- **Work item**
Search the entries for the word "window" and report each line that has it.

- **Given information**

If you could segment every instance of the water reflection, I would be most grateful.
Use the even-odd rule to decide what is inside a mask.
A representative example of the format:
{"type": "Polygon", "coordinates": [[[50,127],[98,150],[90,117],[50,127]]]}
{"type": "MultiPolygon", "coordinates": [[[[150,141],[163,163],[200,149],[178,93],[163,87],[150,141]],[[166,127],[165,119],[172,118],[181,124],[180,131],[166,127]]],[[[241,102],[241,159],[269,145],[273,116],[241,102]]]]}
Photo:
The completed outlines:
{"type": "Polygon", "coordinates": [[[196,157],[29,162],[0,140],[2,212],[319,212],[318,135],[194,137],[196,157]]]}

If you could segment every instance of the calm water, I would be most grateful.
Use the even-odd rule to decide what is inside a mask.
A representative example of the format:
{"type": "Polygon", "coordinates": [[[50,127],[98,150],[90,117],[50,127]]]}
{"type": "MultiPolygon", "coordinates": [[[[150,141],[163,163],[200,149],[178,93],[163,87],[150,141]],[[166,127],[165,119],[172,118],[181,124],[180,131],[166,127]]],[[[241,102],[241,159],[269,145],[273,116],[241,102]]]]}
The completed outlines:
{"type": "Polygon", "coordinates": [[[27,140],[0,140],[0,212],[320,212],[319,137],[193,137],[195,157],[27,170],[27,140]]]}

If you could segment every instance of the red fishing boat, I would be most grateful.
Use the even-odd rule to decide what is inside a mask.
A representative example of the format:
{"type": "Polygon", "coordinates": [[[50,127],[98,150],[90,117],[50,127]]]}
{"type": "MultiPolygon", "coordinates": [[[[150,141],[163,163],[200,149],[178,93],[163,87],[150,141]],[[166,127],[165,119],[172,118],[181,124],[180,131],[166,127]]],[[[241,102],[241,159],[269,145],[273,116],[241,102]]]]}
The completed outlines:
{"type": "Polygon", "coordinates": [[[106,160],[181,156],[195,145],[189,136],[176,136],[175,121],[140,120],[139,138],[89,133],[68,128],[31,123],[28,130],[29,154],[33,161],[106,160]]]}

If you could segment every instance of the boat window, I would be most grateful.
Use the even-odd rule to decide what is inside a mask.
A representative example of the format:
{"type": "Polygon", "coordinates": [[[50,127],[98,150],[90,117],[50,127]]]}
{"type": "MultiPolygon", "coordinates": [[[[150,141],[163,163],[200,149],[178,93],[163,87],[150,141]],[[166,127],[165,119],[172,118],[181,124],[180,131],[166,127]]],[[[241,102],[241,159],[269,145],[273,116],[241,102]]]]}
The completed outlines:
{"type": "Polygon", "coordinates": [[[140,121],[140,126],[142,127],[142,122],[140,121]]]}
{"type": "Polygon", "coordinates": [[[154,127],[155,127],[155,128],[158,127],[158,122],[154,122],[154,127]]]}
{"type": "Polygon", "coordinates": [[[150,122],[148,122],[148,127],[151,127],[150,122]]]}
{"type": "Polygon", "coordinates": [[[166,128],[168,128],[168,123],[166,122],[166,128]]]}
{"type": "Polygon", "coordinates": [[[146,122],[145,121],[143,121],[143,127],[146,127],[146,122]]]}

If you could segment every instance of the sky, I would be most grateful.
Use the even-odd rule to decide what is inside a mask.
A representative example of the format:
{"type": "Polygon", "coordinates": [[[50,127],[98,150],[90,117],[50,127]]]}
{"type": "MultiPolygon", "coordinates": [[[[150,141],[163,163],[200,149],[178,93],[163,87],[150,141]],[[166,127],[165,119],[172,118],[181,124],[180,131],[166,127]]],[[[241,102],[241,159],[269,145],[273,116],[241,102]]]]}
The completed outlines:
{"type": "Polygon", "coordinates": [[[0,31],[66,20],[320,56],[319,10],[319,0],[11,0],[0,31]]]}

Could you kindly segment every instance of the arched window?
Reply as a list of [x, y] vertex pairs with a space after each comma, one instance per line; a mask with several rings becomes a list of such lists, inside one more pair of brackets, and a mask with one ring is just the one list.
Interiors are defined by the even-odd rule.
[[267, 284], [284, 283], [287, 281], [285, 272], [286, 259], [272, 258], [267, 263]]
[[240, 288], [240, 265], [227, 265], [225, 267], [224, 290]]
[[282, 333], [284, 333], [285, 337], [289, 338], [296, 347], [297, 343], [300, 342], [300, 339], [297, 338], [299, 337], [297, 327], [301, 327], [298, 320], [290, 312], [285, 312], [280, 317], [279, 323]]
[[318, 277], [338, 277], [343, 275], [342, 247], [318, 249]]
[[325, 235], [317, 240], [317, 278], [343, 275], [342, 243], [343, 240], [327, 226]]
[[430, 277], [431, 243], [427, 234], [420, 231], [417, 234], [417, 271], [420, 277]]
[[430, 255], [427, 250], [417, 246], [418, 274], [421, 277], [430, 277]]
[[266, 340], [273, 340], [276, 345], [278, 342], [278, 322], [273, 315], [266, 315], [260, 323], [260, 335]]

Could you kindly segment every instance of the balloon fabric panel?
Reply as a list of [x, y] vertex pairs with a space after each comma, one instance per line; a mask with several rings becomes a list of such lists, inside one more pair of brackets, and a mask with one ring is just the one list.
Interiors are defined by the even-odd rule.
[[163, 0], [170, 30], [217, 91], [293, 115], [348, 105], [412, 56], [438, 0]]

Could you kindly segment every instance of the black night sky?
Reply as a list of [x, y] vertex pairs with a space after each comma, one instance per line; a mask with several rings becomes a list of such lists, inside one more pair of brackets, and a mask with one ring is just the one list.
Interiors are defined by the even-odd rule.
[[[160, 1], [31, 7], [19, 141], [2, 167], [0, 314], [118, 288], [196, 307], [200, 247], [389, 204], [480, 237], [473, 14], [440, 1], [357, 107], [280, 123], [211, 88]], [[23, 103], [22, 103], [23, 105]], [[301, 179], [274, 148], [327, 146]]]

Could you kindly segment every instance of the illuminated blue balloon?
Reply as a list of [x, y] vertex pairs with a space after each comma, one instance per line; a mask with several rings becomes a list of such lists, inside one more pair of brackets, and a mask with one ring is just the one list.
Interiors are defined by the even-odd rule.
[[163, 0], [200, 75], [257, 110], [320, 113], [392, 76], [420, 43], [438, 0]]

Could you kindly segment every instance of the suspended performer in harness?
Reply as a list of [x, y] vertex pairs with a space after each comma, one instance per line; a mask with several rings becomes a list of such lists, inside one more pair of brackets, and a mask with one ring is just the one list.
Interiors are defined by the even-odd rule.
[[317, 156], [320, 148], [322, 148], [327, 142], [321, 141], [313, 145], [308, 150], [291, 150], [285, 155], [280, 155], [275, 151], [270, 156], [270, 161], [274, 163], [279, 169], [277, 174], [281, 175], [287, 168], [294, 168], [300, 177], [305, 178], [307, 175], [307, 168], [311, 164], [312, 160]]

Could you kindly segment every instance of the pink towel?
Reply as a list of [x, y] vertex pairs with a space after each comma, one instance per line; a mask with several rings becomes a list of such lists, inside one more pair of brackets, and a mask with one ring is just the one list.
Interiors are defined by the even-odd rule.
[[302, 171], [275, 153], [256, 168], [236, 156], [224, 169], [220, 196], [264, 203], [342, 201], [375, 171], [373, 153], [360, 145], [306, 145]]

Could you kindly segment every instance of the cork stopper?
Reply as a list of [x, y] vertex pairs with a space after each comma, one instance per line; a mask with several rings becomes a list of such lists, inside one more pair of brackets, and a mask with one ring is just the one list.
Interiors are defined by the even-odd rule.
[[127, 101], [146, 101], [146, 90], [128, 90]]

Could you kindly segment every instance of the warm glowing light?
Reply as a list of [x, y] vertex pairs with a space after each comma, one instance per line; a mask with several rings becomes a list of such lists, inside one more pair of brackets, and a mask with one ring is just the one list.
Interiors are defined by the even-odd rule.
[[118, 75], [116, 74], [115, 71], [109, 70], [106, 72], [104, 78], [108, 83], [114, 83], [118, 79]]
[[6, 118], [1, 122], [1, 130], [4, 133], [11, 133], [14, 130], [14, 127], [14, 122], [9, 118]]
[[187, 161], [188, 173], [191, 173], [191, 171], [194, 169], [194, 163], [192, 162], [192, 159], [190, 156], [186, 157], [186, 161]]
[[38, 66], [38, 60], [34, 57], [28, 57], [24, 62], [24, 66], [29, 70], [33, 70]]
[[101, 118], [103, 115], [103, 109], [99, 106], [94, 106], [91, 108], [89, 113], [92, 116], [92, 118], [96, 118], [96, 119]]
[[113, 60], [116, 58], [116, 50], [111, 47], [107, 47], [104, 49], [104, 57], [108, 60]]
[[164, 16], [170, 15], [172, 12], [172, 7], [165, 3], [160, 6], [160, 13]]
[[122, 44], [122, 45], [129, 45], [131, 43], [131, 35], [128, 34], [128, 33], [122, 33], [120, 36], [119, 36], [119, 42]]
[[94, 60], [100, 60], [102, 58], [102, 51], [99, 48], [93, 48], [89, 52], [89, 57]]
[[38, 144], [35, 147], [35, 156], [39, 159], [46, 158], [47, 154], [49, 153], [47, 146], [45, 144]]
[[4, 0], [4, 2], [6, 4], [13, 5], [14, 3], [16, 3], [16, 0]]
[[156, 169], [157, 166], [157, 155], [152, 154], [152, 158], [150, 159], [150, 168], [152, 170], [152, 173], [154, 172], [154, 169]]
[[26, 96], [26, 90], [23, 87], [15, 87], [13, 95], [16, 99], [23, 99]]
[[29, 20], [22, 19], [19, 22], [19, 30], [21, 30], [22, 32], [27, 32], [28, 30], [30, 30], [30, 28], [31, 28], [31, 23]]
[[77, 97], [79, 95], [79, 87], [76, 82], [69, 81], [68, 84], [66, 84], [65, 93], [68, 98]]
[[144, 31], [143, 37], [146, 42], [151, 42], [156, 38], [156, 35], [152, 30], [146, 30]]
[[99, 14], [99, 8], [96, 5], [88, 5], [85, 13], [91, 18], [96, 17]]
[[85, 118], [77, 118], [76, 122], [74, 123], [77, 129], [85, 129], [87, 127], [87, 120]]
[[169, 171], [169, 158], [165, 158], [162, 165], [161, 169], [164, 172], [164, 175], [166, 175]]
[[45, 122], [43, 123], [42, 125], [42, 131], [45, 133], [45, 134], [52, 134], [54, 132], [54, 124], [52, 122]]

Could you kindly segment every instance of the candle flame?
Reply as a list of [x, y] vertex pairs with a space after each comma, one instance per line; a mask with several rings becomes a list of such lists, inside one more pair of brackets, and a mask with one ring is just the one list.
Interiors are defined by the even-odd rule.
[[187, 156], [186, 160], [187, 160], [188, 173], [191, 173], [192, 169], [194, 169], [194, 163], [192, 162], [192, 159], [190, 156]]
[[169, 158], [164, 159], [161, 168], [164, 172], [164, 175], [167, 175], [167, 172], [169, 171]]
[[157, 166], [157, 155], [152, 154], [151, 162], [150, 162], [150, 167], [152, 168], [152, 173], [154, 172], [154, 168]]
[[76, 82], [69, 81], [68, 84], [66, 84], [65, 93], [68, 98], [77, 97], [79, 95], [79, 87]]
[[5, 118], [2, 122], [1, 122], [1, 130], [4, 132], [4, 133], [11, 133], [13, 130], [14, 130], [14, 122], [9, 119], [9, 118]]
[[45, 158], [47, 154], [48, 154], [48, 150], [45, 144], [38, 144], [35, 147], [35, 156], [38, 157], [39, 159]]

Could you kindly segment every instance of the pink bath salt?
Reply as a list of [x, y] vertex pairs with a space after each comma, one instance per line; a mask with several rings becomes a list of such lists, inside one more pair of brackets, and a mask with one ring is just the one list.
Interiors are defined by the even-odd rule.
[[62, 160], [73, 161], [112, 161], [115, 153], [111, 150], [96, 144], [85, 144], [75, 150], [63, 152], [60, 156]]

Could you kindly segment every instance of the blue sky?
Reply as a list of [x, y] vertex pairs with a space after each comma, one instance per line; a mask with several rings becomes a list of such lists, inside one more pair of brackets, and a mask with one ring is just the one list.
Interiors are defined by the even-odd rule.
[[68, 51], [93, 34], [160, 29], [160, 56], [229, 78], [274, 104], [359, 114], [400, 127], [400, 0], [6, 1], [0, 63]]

- **Task solution**
If you could segment every instance of the boat window, I would be most grateful.
Could you kindly segment every instance of the arched window?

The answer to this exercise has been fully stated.